▶ [REQUIRED TASK A]:
Gather every line of the records below that contains the string "branch", and treat uppercase and lowercase letters as different.

Start of READING PASSAGE

9. Termination of Pledge.
When the Notes and Obligations (and all renewals, extensions,
modifications and increases thereof) have been fully and indefeasibly paid and
performed and all commitments to lend under the Loan Agreement have terminated,
this Pledge Agreement shall terminate and be of no further force or effect. Upon
termination of this Pledge Agreement, Pledgee hereby covenants and agrees to
forthwith assign, transfer and deliver the Collateral, or to cause such
Collateral to be assigned, transferred and delivered, to Pledgor or its
designees.
10. Governing Law, Severability.
This Pledge Agreement shall in all respects be construed and
interpreted in accordance with and governed by the laws of the State of Texas.
Any provisions of this Pledge Agreement which are found to be invalid shall be
severable and shall not invalidate the remainder of this Pledge Agreement.
11. Successors and Assigns.
This Pledge Agreement shall be binding upon and inure to the benefit of
the respective successors and assigns of Pledgor and Pledgee and each subsequent
holder of the Notes and the Obligations; provided, however, Pledgor may not
assign any of its rights or obligations under this Pledge Agreement.
12. Additional Instruments and Assurances.
Pledgor hereby agrees, at its own expense, to execute and deliver or
cause to be executed and delivered, from time to time, any and all other
instruments and to perform such other acts as Pledgee may reasonably request to
effect the purpose of this Pledge Agreement. Pledgor agrees to pay all transfer
taxes, if any, that may be payable or determined to be payable in connection
with any transfer of all or any portion of the Collateral pursuant to the terms
hereof.
13. Notices.
All notices, demands and other communications required or permitted to
be given shall be in writing and must be personally delivered or mailed by
prepaid certified or registered mail to the
-7-
<PAGE> 54
party to whom such notice or communication is directed at the address of such
party shown on the signature page hereof. Any such notice or other communication
shall be deemed to have been given (whether actually received or not) on the day
it is personally delivered as aforesaid or, if mailed, on the second business
day it is mailed as aforesaid.

End of READING PASSAGE
Start of AVAILABLE RECORDS

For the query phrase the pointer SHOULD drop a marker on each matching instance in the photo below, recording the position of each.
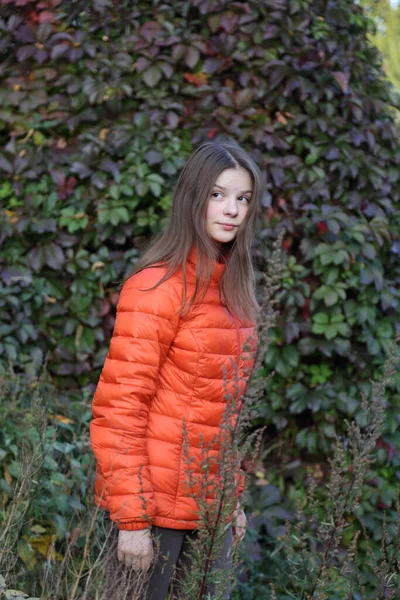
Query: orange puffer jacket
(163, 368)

End of AVAILABLE RECORDS
Start of AVAILABLE RECORDS

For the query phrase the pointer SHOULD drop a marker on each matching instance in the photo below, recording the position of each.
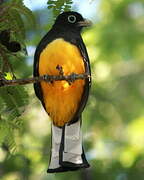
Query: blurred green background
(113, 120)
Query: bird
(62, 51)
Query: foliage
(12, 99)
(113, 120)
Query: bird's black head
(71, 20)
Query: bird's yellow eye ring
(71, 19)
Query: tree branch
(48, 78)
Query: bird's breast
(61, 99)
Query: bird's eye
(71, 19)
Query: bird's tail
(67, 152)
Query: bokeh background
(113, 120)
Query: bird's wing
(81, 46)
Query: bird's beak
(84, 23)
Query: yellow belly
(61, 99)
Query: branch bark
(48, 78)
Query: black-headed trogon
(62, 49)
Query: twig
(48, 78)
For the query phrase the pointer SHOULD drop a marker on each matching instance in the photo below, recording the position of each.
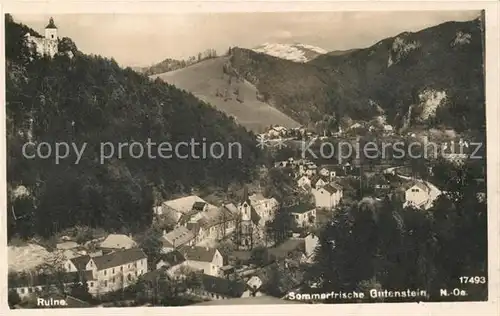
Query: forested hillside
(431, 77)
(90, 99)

End of AVAILABLE RECORDS
Start of AVAILABLE RECORDS

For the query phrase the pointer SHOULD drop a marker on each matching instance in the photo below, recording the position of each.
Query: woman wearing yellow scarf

End of AVAILABLE RECORDS

▶ [REQUIRED TASK B]:
According to the pledge agreement text, on what day is a notice sent by mail deemed to have been given?

▶ [SOLUTION A]:
Query: tree branch
Query: branch bark

▶ [SOLUTION B]:
A mailed notice is deemed given on the second business day it is mailed.